▸ **Available data**
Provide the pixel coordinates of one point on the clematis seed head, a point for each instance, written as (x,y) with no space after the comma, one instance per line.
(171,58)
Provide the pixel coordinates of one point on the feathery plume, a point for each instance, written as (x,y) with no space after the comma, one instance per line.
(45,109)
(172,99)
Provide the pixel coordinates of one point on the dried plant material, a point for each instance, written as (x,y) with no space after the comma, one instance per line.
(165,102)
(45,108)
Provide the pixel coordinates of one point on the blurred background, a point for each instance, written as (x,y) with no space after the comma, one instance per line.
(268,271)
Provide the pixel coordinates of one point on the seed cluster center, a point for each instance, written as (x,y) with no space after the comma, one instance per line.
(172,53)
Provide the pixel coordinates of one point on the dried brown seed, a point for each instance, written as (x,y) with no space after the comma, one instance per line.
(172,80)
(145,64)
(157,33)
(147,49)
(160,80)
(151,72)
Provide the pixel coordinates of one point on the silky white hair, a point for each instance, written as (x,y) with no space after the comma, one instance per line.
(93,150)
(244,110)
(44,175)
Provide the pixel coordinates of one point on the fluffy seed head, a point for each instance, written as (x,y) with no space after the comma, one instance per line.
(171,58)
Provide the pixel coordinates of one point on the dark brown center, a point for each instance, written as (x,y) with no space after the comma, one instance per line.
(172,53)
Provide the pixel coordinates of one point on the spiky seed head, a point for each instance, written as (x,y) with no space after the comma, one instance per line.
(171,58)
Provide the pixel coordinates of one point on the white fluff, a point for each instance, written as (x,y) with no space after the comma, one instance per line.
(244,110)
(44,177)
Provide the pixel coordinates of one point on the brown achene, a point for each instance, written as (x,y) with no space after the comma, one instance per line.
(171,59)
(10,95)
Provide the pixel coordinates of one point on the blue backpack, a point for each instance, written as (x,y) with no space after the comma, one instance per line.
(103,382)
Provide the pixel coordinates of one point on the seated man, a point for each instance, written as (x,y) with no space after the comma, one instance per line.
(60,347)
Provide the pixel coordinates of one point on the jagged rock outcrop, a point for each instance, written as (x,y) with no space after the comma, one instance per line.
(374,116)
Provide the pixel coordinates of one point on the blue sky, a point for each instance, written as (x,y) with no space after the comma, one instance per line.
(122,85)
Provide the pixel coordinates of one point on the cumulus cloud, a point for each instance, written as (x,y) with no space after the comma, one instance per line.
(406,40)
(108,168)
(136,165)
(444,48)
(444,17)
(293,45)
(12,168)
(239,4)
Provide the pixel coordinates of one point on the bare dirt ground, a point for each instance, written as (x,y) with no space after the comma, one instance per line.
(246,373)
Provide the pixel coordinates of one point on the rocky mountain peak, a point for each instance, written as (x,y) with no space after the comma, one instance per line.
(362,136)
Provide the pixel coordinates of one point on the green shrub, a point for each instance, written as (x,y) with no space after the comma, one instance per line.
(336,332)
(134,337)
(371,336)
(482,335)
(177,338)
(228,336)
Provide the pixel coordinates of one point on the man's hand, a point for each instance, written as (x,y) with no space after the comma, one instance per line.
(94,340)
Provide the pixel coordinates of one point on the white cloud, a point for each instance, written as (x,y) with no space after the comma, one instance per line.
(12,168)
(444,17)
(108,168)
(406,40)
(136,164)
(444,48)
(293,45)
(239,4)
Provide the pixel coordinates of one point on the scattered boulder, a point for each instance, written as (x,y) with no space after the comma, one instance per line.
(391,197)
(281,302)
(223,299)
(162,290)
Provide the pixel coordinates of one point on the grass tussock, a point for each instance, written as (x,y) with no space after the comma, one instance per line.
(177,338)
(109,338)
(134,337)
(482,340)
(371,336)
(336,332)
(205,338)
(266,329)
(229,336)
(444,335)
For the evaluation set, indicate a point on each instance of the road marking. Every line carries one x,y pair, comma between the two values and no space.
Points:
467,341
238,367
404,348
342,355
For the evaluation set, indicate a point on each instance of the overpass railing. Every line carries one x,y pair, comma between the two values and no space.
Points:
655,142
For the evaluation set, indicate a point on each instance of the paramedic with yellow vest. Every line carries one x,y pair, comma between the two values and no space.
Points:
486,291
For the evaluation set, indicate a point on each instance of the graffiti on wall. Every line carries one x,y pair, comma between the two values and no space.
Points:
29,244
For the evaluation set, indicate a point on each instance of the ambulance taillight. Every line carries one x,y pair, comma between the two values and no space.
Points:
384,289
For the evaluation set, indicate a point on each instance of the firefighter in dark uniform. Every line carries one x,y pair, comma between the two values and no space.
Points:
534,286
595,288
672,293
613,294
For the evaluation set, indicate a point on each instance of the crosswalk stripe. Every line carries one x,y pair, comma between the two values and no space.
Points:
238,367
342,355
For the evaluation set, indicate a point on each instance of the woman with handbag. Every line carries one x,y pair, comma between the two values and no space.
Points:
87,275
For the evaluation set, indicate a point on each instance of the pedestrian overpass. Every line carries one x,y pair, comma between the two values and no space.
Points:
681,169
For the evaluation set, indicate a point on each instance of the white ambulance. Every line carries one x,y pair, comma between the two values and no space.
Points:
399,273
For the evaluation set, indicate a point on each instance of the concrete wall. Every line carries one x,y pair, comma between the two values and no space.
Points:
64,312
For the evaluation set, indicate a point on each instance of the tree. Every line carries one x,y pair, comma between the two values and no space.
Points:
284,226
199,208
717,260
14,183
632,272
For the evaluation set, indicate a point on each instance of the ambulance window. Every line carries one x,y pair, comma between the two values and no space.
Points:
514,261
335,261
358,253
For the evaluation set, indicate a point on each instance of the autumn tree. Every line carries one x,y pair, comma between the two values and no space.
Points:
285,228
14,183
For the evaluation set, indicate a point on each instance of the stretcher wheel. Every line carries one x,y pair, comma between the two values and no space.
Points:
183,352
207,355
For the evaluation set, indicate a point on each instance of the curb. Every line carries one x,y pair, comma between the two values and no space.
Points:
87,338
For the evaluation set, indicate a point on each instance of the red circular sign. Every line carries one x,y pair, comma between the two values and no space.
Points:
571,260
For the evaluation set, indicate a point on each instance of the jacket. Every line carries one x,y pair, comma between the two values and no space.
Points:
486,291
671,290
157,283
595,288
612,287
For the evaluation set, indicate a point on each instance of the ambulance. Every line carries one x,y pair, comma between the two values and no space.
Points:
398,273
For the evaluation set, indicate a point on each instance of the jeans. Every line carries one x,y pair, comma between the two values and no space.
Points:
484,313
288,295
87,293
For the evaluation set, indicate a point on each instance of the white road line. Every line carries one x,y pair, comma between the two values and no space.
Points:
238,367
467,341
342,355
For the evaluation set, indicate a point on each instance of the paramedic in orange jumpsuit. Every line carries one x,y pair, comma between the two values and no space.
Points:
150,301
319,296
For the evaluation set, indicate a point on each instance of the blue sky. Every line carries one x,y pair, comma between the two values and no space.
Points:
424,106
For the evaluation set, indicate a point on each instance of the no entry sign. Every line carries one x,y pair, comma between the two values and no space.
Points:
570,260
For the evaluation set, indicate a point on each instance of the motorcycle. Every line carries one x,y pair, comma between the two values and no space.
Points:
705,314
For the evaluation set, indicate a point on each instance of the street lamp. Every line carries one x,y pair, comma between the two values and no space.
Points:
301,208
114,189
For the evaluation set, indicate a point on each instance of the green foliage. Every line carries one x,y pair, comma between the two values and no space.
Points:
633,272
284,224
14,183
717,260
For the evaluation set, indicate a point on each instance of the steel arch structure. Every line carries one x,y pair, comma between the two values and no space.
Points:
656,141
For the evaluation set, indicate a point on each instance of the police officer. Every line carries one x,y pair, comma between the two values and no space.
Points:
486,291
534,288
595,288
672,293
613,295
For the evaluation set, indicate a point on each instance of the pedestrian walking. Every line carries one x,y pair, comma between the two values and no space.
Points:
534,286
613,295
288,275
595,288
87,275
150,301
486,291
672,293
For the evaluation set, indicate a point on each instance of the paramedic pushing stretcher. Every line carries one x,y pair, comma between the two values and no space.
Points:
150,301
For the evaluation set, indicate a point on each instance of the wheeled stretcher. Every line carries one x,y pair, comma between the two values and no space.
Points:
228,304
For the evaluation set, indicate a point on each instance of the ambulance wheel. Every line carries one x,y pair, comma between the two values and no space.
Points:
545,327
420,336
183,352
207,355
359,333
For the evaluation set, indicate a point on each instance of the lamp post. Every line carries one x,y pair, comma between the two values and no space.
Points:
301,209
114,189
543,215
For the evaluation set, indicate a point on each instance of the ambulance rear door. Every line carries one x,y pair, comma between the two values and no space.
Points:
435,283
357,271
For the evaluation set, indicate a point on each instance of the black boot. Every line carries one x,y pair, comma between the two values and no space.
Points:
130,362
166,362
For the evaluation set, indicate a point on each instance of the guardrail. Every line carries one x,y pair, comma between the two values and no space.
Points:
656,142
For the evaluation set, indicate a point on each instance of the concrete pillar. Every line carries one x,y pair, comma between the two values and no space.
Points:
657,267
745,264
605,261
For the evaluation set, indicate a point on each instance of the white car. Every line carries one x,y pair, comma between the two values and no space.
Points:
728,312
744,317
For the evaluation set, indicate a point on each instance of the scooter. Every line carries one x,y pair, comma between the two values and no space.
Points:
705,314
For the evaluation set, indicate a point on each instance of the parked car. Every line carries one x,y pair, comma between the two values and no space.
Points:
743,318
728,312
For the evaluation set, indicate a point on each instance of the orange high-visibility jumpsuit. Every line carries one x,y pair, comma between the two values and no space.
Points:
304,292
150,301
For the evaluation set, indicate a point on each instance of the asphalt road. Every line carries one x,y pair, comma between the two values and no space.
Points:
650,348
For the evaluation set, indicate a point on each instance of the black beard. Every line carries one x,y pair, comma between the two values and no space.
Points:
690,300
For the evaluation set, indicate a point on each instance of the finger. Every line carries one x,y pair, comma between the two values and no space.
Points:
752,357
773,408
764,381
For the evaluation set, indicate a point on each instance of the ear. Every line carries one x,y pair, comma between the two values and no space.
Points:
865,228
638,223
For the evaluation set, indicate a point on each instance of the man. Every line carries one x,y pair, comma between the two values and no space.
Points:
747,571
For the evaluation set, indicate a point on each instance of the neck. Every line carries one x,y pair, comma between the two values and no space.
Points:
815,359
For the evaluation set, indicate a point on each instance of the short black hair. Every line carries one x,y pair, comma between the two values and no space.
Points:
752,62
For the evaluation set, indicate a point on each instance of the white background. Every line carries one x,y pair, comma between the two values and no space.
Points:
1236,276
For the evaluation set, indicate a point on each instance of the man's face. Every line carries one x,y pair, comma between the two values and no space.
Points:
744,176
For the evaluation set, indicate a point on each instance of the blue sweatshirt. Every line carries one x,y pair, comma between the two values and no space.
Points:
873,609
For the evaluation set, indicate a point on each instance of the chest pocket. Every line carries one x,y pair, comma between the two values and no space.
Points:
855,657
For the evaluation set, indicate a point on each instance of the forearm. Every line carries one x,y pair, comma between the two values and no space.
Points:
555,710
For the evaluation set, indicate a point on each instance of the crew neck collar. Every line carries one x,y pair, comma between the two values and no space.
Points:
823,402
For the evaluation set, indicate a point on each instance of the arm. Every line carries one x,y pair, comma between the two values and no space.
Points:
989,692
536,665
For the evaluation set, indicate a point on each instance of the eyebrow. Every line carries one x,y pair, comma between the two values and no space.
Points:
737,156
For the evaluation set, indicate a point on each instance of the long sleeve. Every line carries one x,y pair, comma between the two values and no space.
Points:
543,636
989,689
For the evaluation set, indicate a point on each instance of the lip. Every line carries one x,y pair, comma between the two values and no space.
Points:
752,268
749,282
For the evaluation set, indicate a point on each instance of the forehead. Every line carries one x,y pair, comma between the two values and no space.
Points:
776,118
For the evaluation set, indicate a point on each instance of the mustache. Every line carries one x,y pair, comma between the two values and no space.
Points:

▸ **Your goal**
Write out exactly the lines starting with the one that holds "of the eyebrow." and running through the last line above.

▸ **Task solution**
For the evaluation set, indicate a point on each instance of the eyebrow. Every line carries one x,y pair, comma between the two values and no space.
Points:
737,156
For the evaluation set, indicate a point on each instance of the long sleeve. Every line carries one x,y pair, comma between the two values and no space.
Points:
543,636
989,689
For the evaluation set, indicate a point on each instance of the lip. Every line carries one x,y pair, comma between the two values and no space.
Points:
752,268
749,282
For the evaluation set, indicate a point on each instance of the forehead. Every line carries one x,y pair, comma between the two values and no space.
Points:
776,118
For the evaluation set, indicate a point on each instance of the mustache. Every line carries one x,y pair, comma between the two values and no space.
Points:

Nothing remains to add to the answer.